■ THE PROBLEM ■
Check every line of the data below for "ceiling". Copy each one that has it.

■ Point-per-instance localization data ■
+ + + +

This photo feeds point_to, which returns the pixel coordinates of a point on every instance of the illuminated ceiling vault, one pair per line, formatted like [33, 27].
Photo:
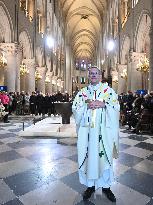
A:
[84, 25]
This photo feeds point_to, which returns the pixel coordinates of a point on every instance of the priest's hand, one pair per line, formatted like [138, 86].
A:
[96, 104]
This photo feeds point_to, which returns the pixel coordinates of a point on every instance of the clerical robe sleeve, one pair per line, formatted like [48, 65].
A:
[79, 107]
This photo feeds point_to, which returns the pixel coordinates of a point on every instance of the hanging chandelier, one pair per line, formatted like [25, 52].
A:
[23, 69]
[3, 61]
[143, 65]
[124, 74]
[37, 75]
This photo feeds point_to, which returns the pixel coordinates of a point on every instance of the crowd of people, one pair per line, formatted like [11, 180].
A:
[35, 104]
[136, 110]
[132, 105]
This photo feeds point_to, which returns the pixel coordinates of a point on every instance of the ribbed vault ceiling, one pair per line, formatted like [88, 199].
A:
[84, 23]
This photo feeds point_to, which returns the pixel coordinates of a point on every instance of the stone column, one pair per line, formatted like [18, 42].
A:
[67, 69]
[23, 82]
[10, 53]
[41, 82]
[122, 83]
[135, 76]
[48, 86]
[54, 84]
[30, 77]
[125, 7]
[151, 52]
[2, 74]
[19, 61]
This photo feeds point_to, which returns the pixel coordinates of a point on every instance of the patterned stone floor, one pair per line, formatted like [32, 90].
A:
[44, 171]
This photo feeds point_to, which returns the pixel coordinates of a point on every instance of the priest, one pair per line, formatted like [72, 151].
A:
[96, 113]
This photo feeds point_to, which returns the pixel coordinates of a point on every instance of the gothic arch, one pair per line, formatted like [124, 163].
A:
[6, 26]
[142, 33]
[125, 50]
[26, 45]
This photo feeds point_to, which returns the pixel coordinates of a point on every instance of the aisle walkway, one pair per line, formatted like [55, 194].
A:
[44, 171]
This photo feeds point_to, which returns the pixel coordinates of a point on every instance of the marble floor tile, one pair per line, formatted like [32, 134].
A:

+ + + +

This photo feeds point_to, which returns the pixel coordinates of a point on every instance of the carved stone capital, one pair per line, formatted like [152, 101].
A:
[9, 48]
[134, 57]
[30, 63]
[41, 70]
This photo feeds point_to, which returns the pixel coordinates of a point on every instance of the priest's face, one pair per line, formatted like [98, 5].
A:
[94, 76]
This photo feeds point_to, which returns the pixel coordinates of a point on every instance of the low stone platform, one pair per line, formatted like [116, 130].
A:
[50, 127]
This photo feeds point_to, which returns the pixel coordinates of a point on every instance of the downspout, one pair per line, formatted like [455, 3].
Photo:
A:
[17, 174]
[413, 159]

+ + + +

■ EXERCISE SOLUTION ■
This photo feeds point_to, which returns the pixel coordinates of a point on every instance of the illuminated ceiling vault, one pair per line, formatted like [33, 27].
This photo feeds point_to, which returns the pixel coordinates of a point on every instance of the ribbed vault ceiling, one pair per line, formatted like [88, 199].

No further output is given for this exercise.